- [PROBLEMS TO SOLVE]
1 > Answer these questions using the crash recovery lesson, one answer per line, marked (a), (b), (c) like the questions.
(a) At what time does the primary database lose power?
(b) Which two tables does analysis reconstruct?
(c) What does undo log so that recovery itself remains crash-safe?
2 > Decide whether each statement agrees with the crash recovery lesson. Answer yes or no, and quote the words of the lesson that decide it.
(a) Redo repeats history only for transactions that committed.
(b) Some uncommitted updates may already be on disk when the crash happens.
(c) In 13.md, a checkpoint was presented as a full snapshot of the database.
3 > Continue the crash recovery lesson from the point where it stops.

____ EXTRACT PROVIDED

Crash Recovery Walkthrough: Analysis, Redo, Undo

LESSON

Database Engine Internals and Implementation

021 30 min advanced

Day 398: Crash Recovery Walkthrough: Analysis, Redo, Undo

The core idea: ARIES recovery does not "restore the last checkpoint." It rebuilds recovery state during analysis, repeats history during redo, and then removes uncommitted work during undo so the final database matches exactly what committed log records allow.

Today's "Aha!" Moment

In 13.md, Harbor Point learned that a checkpoint is only a recovery boundary plus a picture of which pages were dirty. That picture matters because, at 09:47, the primary database loses power in the middle of the market-open burst. One transaction has already committed a municipal-bond quote update, another transaction has inserted a secondary-index entry but has not committed yet, and several dirty pages are still only partially reflected on disk. After restart, the engine cannot trust memory, but it also cannot afford to guess.

The tempting mental model is "load the checkpoint and replay committed transactions." ARIES is stricter than that because the disk image after a crash is not a clean snapshot. Some committed updates may never have reached the data files; some uncommitted updates may already be present on disk because steal/no-force buffering allowed the engine to flush pages before commit. Recovery therefore has to answer three separate questions in order. Which transactions were still active when the crash happened? Which logged actions might be missing from disk? Which of those actions belong to losers and must be backed out?

That is why the three phases exist as a chain, not as optional extras. Analysis reconstructs the transaction table and dirty page table that memory lost. Redo repeats history from the earliest relevant recLSN, even for transactions that will later be undone, because recovery first needs the on-disk pages to reflect the exact pre-crash state. Undo then walks the loser transactions backward and logs compensation log records so recovery itself remains crash-safe. Once that sequence clicks, the transition to 15.md becomes natural: commit latency and fsync policy decide how much of this work is waiting for recovery after a crash.

Why This Matters

Harbor Point's on-call engineer does not get paged with the abstract complaint "recovery theory is confusing." They get paged because a database restarted, the process came back, and the trading desk wants to know whether quote corrections, risk flags, and settlement adjustments are actually consistent. If the engineer cannot explain what analysis, redo, and undo are doing, they also cannot tell whether a long recovery is expected, whether a repeated redo pass is harmless, or whether the system is stuck behind a pathological loser transaction.

________
____ EXERCISE DATA

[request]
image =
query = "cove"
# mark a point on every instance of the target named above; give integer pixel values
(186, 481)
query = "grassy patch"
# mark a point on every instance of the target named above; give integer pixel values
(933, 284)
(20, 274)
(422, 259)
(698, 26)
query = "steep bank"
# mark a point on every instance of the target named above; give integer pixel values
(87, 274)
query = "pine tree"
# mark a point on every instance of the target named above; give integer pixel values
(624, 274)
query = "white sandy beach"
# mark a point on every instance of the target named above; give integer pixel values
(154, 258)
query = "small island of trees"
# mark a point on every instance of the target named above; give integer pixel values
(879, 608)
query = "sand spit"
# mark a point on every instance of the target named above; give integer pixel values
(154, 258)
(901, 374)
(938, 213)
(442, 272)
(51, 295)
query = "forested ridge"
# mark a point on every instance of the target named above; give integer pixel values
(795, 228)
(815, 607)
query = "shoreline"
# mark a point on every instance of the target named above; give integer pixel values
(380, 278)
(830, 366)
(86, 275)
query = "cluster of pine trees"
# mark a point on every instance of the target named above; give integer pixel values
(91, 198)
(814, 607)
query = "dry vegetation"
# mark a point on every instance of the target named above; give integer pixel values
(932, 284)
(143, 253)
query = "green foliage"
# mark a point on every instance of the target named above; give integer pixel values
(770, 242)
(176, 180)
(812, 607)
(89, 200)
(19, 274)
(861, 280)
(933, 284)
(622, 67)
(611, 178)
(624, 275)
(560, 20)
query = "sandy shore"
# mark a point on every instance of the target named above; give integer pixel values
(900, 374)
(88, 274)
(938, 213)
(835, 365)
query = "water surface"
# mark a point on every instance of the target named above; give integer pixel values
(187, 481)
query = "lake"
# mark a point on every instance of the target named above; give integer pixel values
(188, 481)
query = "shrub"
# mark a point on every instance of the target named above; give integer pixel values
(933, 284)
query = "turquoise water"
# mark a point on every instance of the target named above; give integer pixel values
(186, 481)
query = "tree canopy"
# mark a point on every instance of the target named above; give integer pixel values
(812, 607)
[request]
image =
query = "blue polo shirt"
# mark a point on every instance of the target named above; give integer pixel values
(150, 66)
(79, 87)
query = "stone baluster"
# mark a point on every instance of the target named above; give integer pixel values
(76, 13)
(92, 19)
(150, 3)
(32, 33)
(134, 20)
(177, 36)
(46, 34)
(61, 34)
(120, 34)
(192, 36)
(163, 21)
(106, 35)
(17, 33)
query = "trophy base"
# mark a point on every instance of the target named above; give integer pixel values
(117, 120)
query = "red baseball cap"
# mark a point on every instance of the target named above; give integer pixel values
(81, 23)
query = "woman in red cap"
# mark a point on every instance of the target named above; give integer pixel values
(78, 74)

________

- [OUTPUTS IN ORDER]
1 >
(a) At 09:47, in the middle of the market-open burst.
(b) The transaction table and the dirty page table.
(c) Compensation log records.

2 >
(a) No: "even for transactions that will later be undone"
(b) Yes: "some uncommitted updates may already be present on disk because steal/no-force buffering allowed the engine to flush pages before commit"
(c) No: "a checkpoint is only a recovery boundary plus a picture of which pages were dirty"

3 >
The production stakes are high because steal/no-force buffering makes crash recovery the price of normal write performance. You let dirty pages reach disk before commit, and you let commit complete before data pages are forced, because that keeps the foreground path fast. In return, restart logic must be able to reconstruct the exact state implied by the WAL. If recovery is misunderstood, teams misread symptoms. They may blame the buffer pool when redo is the bottleneck, or blame redo when the real problem is an enormous undo chain created by one long-running transaction.

Framed that way, crash recovery is not a postscript to WAL design. It is the mechanism that makes the whole design safe. Checkpoints from the previous lesson limit how far recovery must search. The recovery phases in this lesson explain how the engine uses that checkpoint metadata. The next lesson will tighten the loop by showing how fsync and group commit change the durability boundary that recovery has to respect.

Learning Objectives

By the end of this session, you will be able to:

  1. Explain what analysis reconstructs after a crash - Describe how checkpoint metadata and WAL records rebuild the dirty page table and transaction table.
  2. Trace why redo repeats history instead of replaying committed work only - Use recLSN and page_lsn to decide which logged changes must be applied again.
  3. Explain how undo safely removes loser transactions - Show why compensation log records and backward traversal are necessary for crash-safe rollback.

Core Concepts Explained

Concept 1: Analysis rebuilds the recovery bookkeeping that disappeared with memory

Harbor Point's last completed checkpoint was taken two minutes before the outage. At that moment, the checkpoint recorded a fuzzy snapshot of active transactions and dirty pages, but transactions kept running afterward. When the database restarts, analysis begins from that checkpoint because it is the newest durable summary of the engine's in-flight state.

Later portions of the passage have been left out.